(Image-backed grounding data)
◇ ◇ ◇ ◇ ◇

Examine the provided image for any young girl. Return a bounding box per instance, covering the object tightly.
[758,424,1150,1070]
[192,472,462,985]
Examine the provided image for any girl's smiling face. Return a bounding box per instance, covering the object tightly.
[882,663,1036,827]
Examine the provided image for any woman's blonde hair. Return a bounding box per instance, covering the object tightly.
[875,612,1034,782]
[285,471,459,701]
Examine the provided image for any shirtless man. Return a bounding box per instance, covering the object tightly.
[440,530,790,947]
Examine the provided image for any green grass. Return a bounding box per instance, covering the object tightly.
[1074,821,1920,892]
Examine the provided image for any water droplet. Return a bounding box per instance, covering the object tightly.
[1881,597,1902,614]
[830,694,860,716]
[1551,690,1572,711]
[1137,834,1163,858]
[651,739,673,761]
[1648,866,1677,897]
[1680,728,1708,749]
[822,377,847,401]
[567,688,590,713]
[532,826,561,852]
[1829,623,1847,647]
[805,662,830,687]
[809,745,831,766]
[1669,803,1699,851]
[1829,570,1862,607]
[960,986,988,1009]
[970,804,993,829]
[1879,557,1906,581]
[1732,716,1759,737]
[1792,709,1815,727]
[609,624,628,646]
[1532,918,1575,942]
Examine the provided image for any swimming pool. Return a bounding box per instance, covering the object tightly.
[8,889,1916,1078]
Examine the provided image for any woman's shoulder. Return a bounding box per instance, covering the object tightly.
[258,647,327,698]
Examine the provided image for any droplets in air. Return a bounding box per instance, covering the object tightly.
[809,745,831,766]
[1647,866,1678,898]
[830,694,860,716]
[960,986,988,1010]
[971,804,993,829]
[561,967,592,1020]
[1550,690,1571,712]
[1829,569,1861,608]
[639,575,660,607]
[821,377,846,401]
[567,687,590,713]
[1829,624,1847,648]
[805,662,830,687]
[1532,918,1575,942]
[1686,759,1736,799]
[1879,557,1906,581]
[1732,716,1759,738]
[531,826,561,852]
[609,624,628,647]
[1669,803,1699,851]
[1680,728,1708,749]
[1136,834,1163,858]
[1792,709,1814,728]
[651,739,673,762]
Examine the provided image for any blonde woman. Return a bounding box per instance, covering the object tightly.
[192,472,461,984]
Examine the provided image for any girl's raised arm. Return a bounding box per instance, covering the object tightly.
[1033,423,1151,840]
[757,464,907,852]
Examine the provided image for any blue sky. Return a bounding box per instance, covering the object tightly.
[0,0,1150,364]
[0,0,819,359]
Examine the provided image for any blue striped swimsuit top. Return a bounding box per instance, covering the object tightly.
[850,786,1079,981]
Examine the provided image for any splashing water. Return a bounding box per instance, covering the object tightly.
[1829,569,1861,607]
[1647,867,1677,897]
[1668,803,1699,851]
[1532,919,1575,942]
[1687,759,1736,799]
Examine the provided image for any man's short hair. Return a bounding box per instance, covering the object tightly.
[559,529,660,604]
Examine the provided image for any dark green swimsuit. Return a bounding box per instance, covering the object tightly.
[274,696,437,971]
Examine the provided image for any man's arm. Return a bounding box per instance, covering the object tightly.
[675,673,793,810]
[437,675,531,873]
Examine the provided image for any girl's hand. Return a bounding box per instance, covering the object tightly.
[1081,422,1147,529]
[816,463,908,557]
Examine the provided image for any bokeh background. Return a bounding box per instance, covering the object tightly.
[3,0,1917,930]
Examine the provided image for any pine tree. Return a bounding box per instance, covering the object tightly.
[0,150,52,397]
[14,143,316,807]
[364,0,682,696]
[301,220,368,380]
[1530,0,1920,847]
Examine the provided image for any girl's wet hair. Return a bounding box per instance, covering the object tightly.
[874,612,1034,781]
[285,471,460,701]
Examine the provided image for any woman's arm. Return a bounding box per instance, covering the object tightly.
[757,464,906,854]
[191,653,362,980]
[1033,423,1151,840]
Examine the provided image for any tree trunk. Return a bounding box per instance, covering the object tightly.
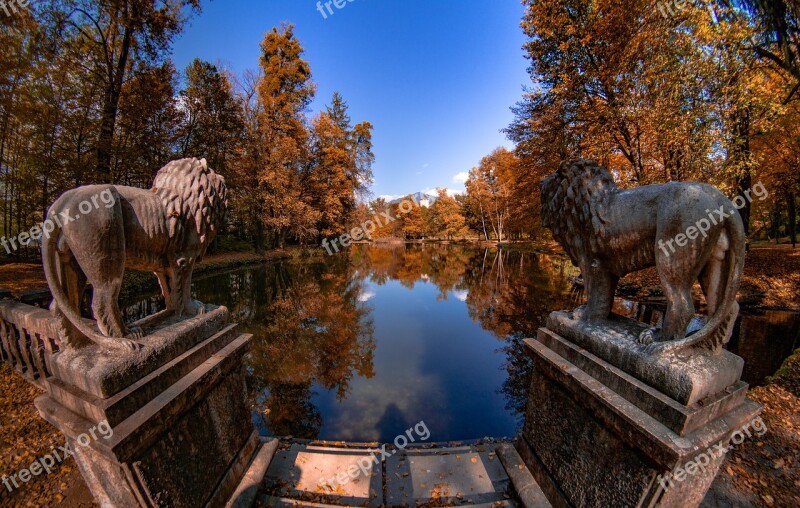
[278,228,286,249]
[788,192,797,248]
[95,24,133,183]
[771,202,782,242]
[732,108,752,236]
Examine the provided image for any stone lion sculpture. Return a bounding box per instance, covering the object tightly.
[541,160,745,355]
[42,158,227,351]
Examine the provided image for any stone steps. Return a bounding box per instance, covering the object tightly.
[256,439,551,507]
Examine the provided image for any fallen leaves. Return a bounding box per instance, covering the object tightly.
[708,382,800,507]
[0,364,95,506]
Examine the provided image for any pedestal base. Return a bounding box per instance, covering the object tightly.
[520,327,761,508]
[34,308,260,507]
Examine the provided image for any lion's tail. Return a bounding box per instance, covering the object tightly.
[42,211,116,347]
[678,212,746,352]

◇ ◇ ◇ ◇ ◇

Leave the images out and transcribe the remaining data above word for word.

Exercise result:
Examine the provided image for any young girl. Return a bounding box per instance, covering the object tightly.
[758,424,1150,1070]
[192,472,462,985]
Examine the provided image for any girl's smiling face. Return a bounding box per instance, covering the object tightly.
[882,663,1036,827]
Examine the provided image for any woman's blonde hair. Return a bounding box per instance, covering the object tightly.
[875,612,1034,782]
[285,471,459,701]
Examine the provided image for any shirtless man. Return a bounding box per instance, covering the object tightly.
[440,530,790,947]
Examine the provided image for any green grass. Return a bounding box per instance, covering the object tightly.
[1074,821,1920,892]
Examine the provided image for any water droplet. Return a bounding box per instance, covering the object tightly.
[1881,597,1902,614]
[830,694,860,716]
[1551,690,1572,711]
[1137,834,1163,858]
[651,739,673,761]
[1648,866,1677,897]
[1680,728,1708,749]
[822,377,847,401]
[567,688,590,713]
[532,826,561,852]
[1829,623,1847,647]
[805,662,830,687]
[809,745,831,766]
[1669,803,1699,851]
[1829,570,1862,607]
[960,986,988,1009]
[970,804,993,829]
[1879,557,1906,581]
[1732,716,1759,737]
[1792,709,1815,727]
[609,624,628,646]
[1532,918,1575,942]
Examine the provided image for any swimming pool. Return a bounding box per instance, covering the object tightly.
[8,889,1916,1078]
Examine the provided image for any woman's shoulder. Return a bounding box per instance, covering the object tightly.
[258,647,327,698]
Examine the provided image for any droplets in air. Return a bounding box per instance, covering the object tightly.
[809,745,831,766]
[1647,866,1678,898]
[830,694,860,716]
[960,986,988,1010]
[971,804,993,829]
[561,967,592,1020]
[1550,690,1571,712]
[1829,569,1861,608]
[639,575,660,607]
[821,377,846,401]
[567,687,590,713]
[1829,624,1847,648]
[805,662,830,687]
[1532,918,1575,942]
[1686,759,1736,799]
[1879,557,1906,581]
[1732,716,1759,738]
[531,826,561,852]
[609,624,628,647]
[1669,803,1699,851]
[1680,728,1708,749]
[1136,834,1163,858]
[1792,709,1814,728]
[651,739,673,762]
Examine the provided image for any blonde woman. Return a bounding box per instance, covering the object tightly.
[192,472,461,984]
Examine the provided image for any girl's raised arm. Return a bounding box per instance, covering the object tightly.
[1033,423,1151,840]
[757,464,907,852]
Examine the provided image for any blue sky. Return a bounding box per instance, covering the object tightly.
[0,0,1150,364]
[0,0,819,359]
Examine the provided image for any blue striped swimsuit top. Return a bounding box per instance, covering the object tightly.
[850,786,1079,981]
Examine the provided image for any splashing water. Return a bounding box per instance, covering the object tightly.
[1829,569,1861,607]
[1647,867,1677,897]
[1668,803,1699,851]
[1532,919,1575,942]
[1687,759,1736,799]
Examine the provided image for any man's short hair. Return a bounding box per instance, covering the object tightly.
[559,529,660,604]
Examine the provided image for any dark green swimsuit. Return a bounding box per instance, covering the object tightly.
[274,696,437,971]
Examine the provided image for any man's arm. Return a bounding box per instance, covering the object tightly.
[675,673,793,810]
[437,675,531,873]
Examine the provided image for any girl's hand. Return a bounding box per instance, covering the object tightly.
[1081,422,1147,529]
[816,463,908,557]
Examine the provided image for any bokeh background. Return a bounding box per instance, covering the object tightly.
[3,0,1917,930]
Examine the provided image for any pine tree. Return a bounding box per instance, covering the object tightly.
[0,150,52,397]
[14,143,316,807]
[364,0,682,696]
[301,220,368,380]
[1530,0,1920,847]
Examine the provided image for any girl's wet hair. Return a bounding box per instance, covering the object tightly.
[874,612,1034,781]
[285,471,460,701]
Examine the provided image for any woman's arm. Return a bounding box per instance, covering the object tightly.
[757,464,906,854]
[191,653,362,980]
[1033,423,1151,840]
Examine the provided image for any tree trunk. Return a bounding box per instance, covering the object tightly.
[278,228,286,249]
[788,192,797,248]
[95,24,133,183]
[771,202,782,242]
[732,108,752,236]
Examine the provided image for any stone lion sculpture. Return a bounding box per instance, covering the object tightly.
[541,160,745,355]
[42,158,227,351]
Examine the provided image for any stone steps. Return a bounding box per instance, covering the object tightly.
[256,439,551,507]
Examine the provided image for any fallen leaves. Return a bounding box per instance, covering the object tightly.
[708,382,800,507]
[0,364,95,506]
Examine the provided image for any pedestal base. Return a bounding box per instance, covering the object tightly.
[520,327,761,508]
[34,308,260,507]
Examine the provided image for any lion's tail. Return a bounding box per instance, covering the object tightly.
[42,211,116,347]
[678,212,746,352]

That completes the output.